Photo-based referring expression data
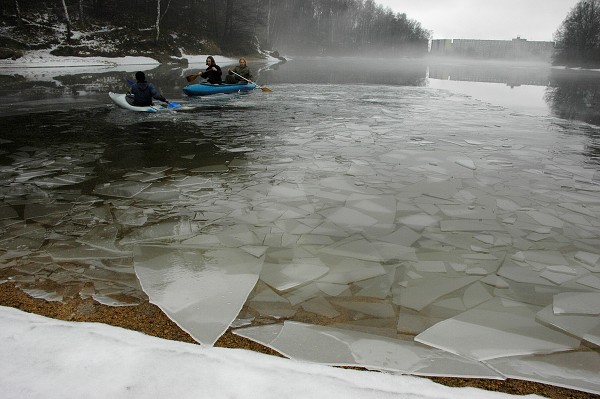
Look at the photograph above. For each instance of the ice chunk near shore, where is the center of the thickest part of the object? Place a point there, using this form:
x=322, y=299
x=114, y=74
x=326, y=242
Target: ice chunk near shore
x=201, y=291
x=496, y=328
x=340, y=347
x=573, y=370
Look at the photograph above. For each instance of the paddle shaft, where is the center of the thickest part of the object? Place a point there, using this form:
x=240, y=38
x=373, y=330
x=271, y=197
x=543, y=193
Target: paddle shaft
x=249, y=81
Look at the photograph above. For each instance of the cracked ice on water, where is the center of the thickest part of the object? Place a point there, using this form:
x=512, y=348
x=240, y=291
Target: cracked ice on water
x=418, y=244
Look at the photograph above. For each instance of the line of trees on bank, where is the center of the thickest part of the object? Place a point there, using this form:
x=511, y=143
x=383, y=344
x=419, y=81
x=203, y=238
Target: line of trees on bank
x=298, y=26
x=578, y=37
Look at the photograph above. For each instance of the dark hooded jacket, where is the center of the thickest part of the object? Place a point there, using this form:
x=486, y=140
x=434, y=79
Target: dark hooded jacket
x=212, y=76
x=144, y=92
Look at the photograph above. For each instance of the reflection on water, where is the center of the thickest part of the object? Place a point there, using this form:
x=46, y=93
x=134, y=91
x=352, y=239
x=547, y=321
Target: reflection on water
x=575, y=95
x=386, y=212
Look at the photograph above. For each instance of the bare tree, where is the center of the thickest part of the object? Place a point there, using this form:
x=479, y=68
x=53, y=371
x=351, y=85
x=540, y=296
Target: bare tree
x=81, y=15
x=157, y=24
x=64, y=4
x=578, y=36
x=18, y=13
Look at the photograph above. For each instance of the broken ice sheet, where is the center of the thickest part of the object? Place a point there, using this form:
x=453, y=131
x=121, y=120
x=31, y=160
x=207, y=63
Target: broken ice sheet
x=573, y=324
x=587, y=303
x=339, y=347
x=283, y=276
x=321, y=307
x=124, y=189
x=423, y=291
x=201, y=291
x=572, y=370
x=496, y=328
x=168, y=230
x=103, y=237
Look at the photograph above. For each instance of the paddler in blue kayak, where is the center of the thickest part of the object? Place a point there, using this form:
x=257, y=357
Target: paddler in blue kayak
x=240, y=74
x=143, y=92
x=213, y=71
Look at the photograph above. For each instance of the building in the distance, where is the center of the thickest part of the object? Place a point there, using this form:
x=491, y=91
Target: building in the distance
x=515, y=49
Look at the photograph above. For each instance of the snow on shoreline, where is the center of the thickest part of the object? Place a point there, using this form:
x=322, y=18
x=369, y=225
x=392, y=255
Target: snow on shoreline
x=43, y=59
x=58, y=359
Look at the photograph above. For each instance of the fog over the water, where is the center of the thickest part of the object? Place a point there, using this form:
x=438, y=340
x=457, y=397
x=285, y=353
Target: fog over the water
x=493, y=20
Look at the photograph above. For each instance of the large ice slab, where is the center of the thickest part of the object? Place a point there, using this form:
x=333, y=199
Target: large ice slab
x=497, y=328
x=201, y=291
x=340, y=347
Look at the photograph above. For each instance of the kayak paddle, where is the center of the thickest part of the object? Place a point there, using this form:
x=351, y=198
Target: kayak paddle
x=170, y=104
x=249, y=81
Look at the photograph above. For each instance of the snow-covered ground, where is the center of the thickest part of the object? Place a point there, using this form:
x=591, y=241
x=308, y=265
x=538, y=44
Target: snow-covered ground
x=57, y=359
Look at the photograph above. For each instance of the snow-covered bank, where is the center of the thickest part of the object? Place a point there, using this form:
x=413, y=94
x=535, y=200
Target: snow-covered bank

WHAT TO WORK ON
Using the data above, print exactly the lines from the line that contains "x=511, y=143" through the line that contains "x=207, y=63", with both included.

TASK RESPONSE
x=511, y=143
x=383, y=344
x=419, y=81
x=203, y=238
Target: line of trees on bank
x=298, y=26
x=578, y=37
Look at the photograph above. For each instance of the dark hooded jacket, where is the center of the thickest part of the object? Place a point there, using this form:
x=486, y=140
x=434, y=79
Target: dark hooded jacket
x=212, y=76
x=144, y=92
Look at the photograph above. For each instance of the reflection on water, where is the center of the thickest part of the object? Place a point there, using this form:
x=46, y=93
x=134, y=91
x=352, y=239
x=547, y=321
Target: reflection on water
x=575, y=95
x=386, y=212
Look at the photograph above. For each instance of the bare tree, where is the center of the thickest part of the object? Place a point there, using this form:
x=479, y=68
x=53, y=371
x=351, y=85
x=540, y=296
Target: bare tree
x=81, y=15
x=157, y=24
x=64, y=4
x=578, y=36
x=18, y=13
Look at the photograph above. For each instance of the broken ice sheet, where is the center of the thickest part of the object? Place a point there, using this form:
x=453, y=131
x=121, y=120
x=31, y=160
x=207, y=63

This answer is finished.